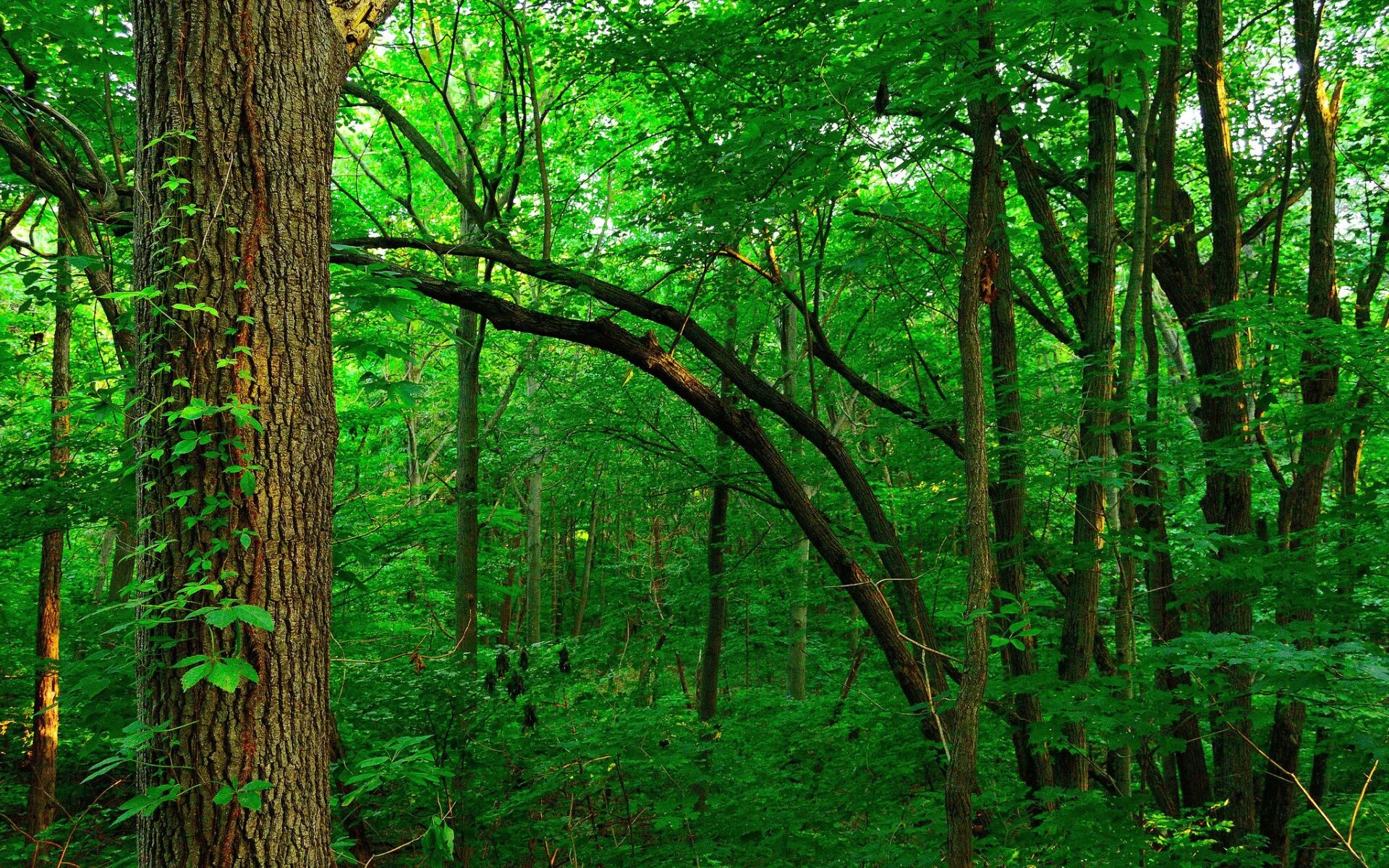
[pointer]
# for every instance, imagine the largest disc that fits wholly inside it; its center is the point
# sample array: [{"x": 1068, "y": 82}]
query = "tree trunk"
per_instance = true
[
  {"x": 977, "y": 279},
  {"x": 1097, "y": 347},
  {"x": 706, "y": 697},
  {"x": 237, "y": 110},
  {"x": 1010, "y": 510},
  {"x": 800, "y": 548},
  {"x": 1159, "y": 576},
  {"x": 466, "y": 485},
  {"x": 1320, "y": 381},
  {"x": 590, "y": 552},
  {"x": 534, "y": 485},
  {"x": 43, "y": 756}
]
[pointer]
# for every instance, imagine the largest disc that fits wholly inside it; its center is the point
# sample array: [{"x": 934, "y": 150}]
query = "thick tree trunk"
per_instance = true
[
  {"x": 43, "y": 756},
  {"x": 237, "y": 109}
]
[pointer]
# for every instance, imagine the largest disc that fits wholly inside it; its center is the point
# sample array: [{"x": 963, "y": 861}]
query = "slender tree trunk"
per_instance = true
[
  {"x": 590, "y": 549},
  {"x": 1215, "y": 347},
  {"x": 1010, "y": 510},
  {"x": 1320, "y": 381},
  {"x": 800, "y": 548},
  {"x": 237, "y": 109},
  {"x": 43, "y": 756},
  {"x": 977, "y": 285},
  {"x": 1160, "y": 579},
  {"x": 466, "y": 484},
  {"x": 706, "y": 699},
  {"x": 1097, "y": 347},
  {"x": 534, "y": 485}
]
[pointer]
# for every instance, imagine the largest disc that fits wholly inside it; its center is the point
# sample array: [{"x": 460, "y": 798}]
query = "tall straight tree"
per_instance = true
[
  {"x": 1198, "y": 291},
  {"x": 1097, "y": 349},
  {"x": 43, "y": 756},
  {"x": 1301, "y": 507},
  {"x": 237, "y": 109}
]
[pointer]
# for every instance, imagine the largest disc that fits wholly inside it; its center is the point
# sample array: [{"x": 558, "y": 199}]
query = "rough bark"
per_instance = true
[
  {"x": 43, "y": 754},
  {"x": 706, "y": 699},
  {"x": 1008, "y": 501},
  {"x": 1096, "y": 331},
  {"x": 1188, "y": 767},
  {"x": 245, "y": 98},
  {"x": 977, "y": 276},
  {"x": 1320, "y": 380},
  {"x": 1195, "y": 289},
  {"x": 466, "y": 484},
  {"x": 590, "y": 553},
  {"x": 534, "y": 486},
  {"x": 800, "y": 546}
]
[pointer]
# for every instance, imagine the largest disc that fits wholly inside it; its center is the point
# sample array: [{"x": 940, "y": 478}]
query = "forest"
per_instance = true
[{"x": 528, "y": 434}]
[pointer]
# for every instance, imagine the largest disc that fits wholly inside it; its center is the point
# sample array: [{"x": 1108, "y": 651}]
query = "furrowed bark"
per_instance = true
[
  {"x": 245, "y": 98},
  {"x": 43, "y": 754},
  {"x": 1097, "y": 349},
  {"x": 1320, "y": 382},
  {"x": 977, "y": 276}
]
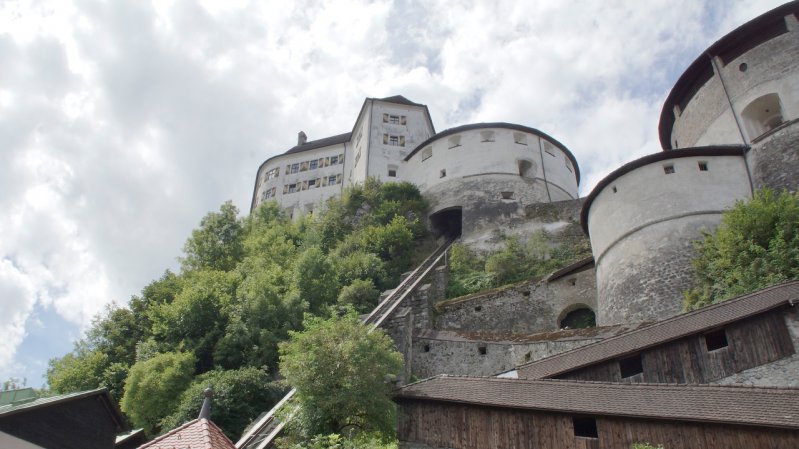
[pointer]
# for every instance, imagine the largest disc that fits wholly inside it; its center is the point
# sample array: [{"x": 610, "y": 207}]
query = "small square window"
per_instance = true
[
  {"x": 585, "y": 427},
  {"x": 631, "y": 366},
  {"x": 716, "y": 340}
]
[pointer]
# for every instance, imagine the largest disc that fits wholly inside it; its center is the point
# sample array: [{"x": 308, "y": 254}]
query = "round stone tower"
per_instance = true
[
  {"x": 475, "y": 175},
  {"x": 744, "y": 90},
  {"x": 642, "y": 220}
]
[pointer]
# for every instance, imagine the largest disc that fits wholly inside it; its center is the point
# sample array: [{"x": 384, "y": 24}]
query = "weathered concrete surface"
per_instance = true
[
  {"x": 780, "y": 373},
  {"x": 524, "y": 307},
  {"x": 460, "y": 353}
]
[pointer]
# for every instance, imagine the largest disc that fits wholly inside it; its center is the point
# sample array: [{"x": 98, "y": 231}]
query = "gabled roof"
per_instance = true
[
  {"x": 671, "y": 329},
  {"x": 196, "y": 434},
  {"x": 756, "y": 406}
]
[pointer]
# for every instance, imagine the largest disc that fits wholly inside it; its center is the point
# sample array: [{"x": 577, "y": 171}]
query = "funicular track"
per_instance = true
[{"x": 262, "y": 434}]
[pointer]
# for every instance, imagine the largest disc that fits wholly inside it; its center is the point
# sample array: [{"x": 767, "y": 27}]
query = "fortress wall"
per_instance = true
[
  {"x": 642, "y": 225},
  {"x": 524, "y": 307}
]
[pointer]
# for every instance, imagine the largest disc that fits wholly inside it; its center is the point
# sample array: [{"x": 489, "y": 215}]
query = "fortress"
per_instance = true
[{"x": 729, "y": 126}]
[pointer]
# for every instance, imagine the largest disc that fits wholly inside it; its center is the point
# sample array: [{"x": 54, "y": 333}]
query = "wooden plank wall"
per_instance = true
[
  {"x": 458, "y": 426},
  {"x": 752, "y": 342}
]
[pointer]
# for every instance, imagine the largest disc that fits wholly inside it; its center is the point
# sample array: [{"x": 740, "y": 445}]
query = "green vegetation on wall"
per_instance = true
[
  {"x": 755, "y": 246},
  {"x": 472, "y": 272}
]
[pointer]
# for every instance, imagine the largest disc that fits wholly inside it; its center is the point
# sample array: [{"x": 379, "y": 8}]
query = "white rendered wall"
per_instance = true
[
  {"x": 301, "y": 201},
  {"x": 771, "y": 67},
  {"x": 475, "y": 156}
]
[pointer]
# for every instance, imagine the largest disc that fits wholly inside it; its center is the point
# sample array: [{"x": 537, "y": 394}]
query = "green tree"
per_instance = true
[
  {"x": 80, "y": 370},
  {"x": 756, "y": 245},
  {"x": 239, "y": 397},
  {"x": 154, "y": 386},
  {"x": 342, "y": 374},
  {"x": 217, "y": 244},
  {"x": 360, "y": 295}
]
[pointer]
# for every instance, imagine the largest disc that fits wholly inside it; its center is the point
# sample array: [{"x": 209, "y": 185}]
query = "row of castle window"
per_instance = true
[
  {"x": 312, "y": 183},
  {"x": 394, "y": 119},
  {"x": 313, "y": 164}
]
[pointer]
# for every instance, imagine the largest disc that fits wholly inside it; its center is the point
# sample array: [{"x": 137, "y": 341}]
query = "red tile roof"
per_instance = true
[
  {"x": 195, "y": 434},
  {"x": 757, "y": 406},
  {"x": 668, "y": 330}
]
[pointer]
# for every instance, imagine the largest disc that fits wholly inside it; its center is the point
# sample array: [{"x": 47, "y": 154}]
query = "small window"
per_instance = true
[
  {"x": 585, "y": 427},
  {"x": 454, "y": 141},
  {"x": 631, "y": 366},
  {"x": 716, "y": 340}
]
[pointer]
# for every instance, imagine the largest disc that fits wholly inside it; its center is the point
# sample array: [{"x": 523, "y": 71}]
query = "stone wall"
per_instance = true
[
  {"x": 781, "y": 373},
  {"x": 524, "y": 307}
]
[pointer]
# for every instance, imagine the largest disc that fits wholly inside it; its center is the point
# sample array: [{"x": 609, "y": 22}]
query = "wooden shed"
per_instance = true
[{"x": 494, "y": 413}]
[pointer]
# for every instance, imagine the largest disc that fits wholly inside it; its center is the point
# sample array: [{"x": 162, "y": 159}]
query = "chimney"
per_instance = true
[{"x": 205, "y": 412}]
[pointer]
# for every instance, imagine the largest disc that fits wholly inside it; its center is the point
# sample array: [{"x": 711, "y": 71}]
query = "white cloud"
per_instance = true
[{"x": 123, "y": 122}]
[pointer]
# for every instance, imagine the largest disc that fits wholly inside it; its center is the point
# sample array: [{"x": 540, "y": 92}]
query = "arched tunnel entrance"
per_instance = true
[{"x": 447, "y": 222}]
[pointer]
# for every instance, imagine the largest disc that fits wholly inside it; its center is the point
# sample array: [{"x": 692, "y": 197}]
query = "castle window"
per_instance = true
[
  {"x": 631, "y": 366},
  {"x": 716, "y": 340},
  {"x": 585, "y": 427},
  {"x": 762, "y": 115}
]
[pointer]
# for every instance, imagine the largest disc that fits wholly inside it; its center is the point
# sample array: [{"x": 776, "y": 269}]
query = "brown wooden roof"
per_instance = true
[
  {"x": 755, "y": 406},
  {"x": 701, "y": 320}
]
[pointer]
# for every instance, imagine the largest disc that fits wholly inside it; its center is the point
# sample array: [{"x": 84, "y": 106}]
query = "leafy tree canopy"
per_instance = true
[
  {"x": 756, "y": 245},
  {"x": 342, "y": 374}
]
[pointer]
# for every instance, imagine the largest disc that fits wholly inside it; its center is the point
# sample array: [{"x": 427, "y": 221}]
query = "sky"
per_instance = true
[{"x": 123, "y": 122}]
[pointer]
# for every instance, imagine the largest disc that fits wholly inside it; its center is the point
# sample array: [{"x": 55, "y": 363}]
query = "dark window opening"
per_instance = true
[
  {"x": 585, "y": 427},
  {"x": 579, "y": 319},
  {"x": 447, "y": 222},
  {"x": 716, "y": 340},
  {"x": 631, "y": 366}
]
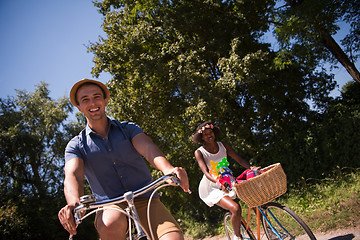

----

# The request
How many lines in the entries above contain the word "green", counting only matches with the same case?

# Solution
2